**Task statement:**
For the word "white", count the lines of the records that hold it, and give only that number.

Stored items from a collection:
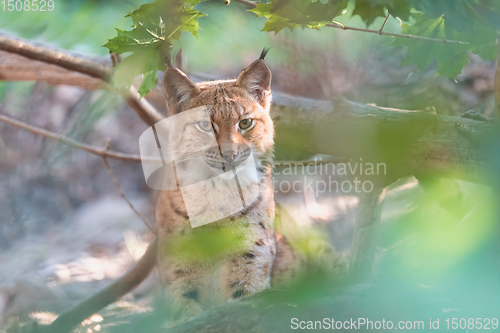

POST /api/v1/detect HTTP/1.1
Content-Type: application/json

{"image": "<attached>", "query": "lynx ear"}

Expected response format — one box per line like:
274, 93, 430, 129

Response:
163, 67, 200, 114
236, 59, 272, 111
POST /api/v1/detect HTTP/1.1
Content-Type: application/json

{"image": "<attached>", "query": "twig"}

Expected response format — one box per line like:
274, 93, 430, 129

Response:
101, 139, 157, 235
325, 22, 467, 44
233, 0, 467, 45
121, 86, 163, 126
0, 33, 164, 126
378, 13, 390, 35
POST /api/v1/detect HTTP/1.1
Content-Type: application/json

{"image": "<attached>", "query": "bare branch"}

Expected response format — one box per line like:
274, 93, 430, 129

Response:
495, 39, 500, 119
101, 138, 157, 234
378, 13, 390, 35
0, 33, 164, 126
0, 111, 143, 162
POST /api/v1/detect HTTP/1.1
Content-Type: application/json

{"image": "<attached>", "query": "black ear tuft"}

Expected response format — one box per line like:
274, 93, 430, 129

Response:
259, 47, 270, 60
236, 59, 272, 111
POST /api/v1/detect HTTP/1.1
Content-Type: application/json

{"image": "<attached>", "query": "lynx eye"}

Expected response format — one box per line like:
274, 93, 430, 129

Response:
239, 119, 254, 131
196, 121, 213, 132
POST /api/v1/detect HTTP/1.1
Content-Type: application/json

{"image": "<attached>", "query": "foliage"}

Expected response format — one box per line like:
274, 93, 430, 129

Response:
104, 0, 204, 96
395, 1, 499, 77
104, 0, 500, 96
249, 0, 349, 33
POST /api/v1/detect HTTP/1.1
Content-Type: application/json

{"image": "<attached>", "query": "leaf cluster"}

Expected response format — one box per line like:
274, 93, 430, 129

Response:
104, 0, 204, 97
250, 0, 349, 33
396, 0, 500, 77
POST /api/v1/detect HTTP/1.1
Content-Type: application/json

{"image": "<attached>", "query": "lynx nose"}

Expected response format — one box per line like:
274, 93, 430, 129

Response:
222, 151, 237, 162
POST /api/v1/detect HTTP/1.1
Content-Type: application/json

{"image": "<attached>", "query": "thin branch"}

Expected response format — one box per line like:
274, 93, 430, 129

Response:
379, 13, 390, 35
232, 0, 467, 45
325, 22, 467, 44
0, 112, 143, 162
101, 139, 157, 235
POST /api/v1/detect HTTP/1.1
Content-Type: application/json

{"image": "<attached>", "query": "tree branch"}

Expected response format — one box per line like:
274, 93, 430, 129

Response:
0, 111, 143, 162
0, 33, 111, 80
101, 138, 157, 234
0, 33, 164, 126
378, 13, 390, 35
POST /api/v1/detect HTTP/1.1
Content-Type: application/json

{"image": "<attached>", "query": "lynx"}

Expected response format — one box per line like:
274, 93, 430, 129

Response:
46, 52, 300, 332
156, 50, 299, 319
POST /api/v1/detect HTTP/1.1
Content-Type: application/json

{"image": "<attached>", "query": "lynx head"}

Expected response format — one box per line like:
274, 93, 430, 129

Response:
162, 53, 274, 184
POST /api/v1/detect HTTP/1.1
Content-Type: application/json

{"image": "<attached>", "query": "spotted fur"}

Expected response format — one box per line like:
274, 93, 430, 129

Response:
156, 57, 299, 320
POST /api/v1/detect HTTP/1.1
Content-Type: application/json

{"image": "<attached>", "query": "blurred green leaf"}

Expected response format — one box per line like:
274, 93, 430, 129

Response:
164, 226, 251, 262
395, 9, 497, 77
395, 14, 469, 77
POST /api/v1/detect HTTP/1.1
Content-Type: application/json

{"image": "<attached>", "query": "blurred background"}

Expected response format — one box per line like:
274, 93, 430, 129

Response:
0, 0, 498, 331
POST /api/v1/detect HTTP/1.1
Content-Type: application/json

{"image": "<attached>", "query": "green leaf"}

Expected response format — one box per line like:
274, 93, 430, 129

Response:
250, 0, 348, 33
396, 14, 469, 77
352, 0, 412, 26
352, 0, 386, 26
139, 70, 160, 98
411, 0, 500, 33
396, 3, 499, 78
104, 0, 205, 96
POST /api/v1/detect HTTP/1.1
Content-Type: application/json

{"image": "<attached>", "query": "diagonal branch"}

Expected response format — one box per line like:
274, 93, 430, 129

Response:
101, 138, 157, 234
0, 111, 143, 162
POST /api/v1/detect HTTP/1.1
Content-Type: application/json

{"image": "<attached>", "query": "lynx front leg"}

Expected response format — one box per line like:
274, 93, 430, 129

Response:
160, 260, 210, 320
220, 227, 276, 301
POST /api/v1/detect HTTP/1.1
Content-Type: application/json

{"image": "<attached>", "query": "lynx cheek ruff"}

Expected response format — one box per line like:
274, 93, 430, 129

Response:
139, 106, 259, 227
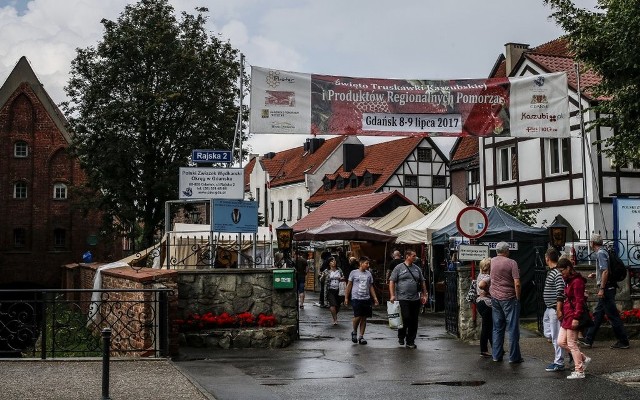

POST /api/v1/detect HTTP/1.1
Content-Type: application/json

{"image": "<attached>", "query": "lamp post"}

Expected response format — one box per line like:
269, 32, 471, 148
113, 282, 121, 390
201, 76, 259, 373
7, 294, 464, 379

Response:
275, 220, 293, 267
547, 220, 568, 253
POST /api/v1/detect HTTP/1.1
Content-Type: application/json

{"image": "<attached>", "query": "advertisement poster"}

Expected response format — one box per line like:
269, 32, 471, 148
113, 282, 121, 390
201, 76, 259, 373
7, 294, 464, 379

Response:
250, 66, 569, 138
213, 199, 258, 233
613, 197, 640, 262
179, 167, 244, 200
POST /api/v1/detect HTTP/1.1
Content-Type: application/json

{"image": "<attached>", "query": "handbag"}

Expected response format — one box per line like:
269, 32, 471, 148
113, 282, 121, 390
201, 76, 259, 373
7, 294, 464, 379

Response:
577, 304, 594, 330
387, 301, 403, 329
338, 281, 347, 296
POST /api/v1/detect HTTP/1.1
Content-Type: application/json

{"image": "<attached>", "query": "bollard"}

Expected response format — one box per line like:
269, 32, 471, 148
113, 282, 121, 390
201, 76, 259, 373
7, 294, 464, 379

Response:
101, 328, 112, 400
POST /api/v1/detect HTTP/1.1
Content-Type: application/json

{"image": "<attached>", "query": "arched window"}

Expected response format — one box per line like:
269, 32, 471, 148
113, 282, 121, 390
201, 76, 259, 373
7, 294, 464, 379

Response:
14, 182, 27, 199
53, 183, 68, 199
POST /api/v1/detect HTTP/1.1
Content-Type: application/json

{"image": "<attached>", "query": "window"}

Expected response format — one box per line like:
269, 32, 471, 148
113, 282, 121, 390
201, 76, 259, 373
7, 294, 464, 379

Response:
404, 175, 418, 187
417, 148, 432, 162
498, 146, 516, 183
14, 141, 28, 157
336, 176, 344, 189
270, 202, 274, 222
287, 199, 292, 221
13, 228, 26, 248
278, 201, 283, 221
548, 138, 570, 175
433, 175, 446, 188
364, 173, 373, 186
323, 179, 332, 191
255, 188, 260, 206
467, 168, 480, 203
297, 198, 303, 220
14, 182, 27, 199
350, 176, 359, 188
54, 229, 66, 248
53, 183, 67, 199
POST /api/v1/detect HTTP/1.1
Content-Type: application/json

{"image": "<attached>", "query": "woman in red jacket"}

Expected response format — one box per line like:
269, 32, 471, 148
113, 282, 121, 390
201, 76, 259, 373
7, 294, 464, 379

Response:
557, 257, 591, 379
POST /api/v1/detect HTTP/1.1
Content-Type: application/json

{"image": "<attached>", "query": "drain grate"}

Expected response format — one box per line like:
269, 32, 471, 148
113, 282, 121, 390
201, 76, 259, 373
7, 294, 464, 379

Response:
412, 380, 486, 386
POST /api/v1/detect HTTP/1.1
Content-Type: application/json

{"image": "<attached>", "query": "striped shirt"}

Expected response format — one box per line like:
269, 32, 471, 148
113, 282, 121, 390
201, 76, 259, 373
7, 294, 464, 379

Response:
543, 267, 565, 308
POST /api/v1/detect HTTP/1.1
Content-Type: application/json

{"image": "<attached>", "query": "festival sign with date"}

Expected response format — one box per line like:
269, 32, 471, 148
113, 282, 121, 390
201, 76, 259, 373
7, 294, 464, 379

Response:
250, 66, 569, 138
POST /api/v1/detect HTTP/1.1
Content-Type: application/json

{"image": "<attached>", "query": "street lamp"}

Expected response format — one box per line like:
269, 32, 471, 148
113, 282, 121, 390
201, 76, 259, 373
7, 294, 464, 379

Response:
276, 220, 293, 264
547, 220, 568, 252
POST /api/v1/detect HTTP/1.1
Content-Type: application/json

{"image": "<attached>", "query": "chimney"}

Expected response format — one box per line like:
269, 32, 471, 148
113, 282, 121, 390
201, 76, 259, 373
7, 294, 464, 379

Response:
343, 143, 365, 172
504, 43, 529, 75
308, 138, 325, 154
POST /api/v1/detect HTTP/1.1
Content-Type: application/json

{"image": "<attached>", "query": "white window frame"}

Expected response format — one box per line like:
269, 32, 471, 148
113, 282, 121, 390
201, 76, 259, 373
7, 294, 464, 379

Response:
278, 200, 283, 221
14, 182, 27, 199
497, 146, 516, 183
14, 141, 28, 157
53, 183, 68, 199
547, 138, 570, 175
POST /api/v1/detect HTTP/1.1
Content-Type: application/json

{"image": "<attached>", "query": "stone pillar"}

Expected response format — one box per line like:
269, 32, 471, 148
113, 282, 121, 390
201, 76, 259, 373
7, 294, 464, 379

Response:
457, 265, 480, 341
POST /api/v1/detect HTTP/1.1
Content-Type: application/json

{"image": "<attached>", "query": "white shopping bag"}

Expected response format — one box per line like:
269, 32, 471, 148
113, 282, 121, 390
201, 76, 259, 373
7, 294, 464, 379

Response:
387, 301, 403, 329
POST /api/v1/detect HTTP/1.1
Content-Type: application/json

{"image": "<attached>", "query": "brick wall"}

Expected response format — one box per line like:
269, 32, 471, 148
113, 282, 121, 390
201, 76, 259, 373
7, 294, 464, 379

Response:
0, 81, 120, 289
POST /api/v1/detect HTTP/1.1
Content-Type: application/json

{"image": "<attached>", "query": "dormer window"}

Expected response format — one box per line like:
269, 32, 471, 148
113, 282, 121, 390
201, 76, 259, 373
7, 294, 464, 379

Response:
364, 172, 373, 187
323, 178, 332, 191
350, 175, 359, 188
336, 176, 344, 190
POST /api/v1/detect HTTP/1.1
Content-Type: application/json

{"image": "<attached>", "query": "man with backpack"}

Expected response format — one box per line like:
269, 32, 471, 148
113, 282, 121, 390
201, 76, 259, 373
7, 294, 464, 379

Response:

**Solution:**
2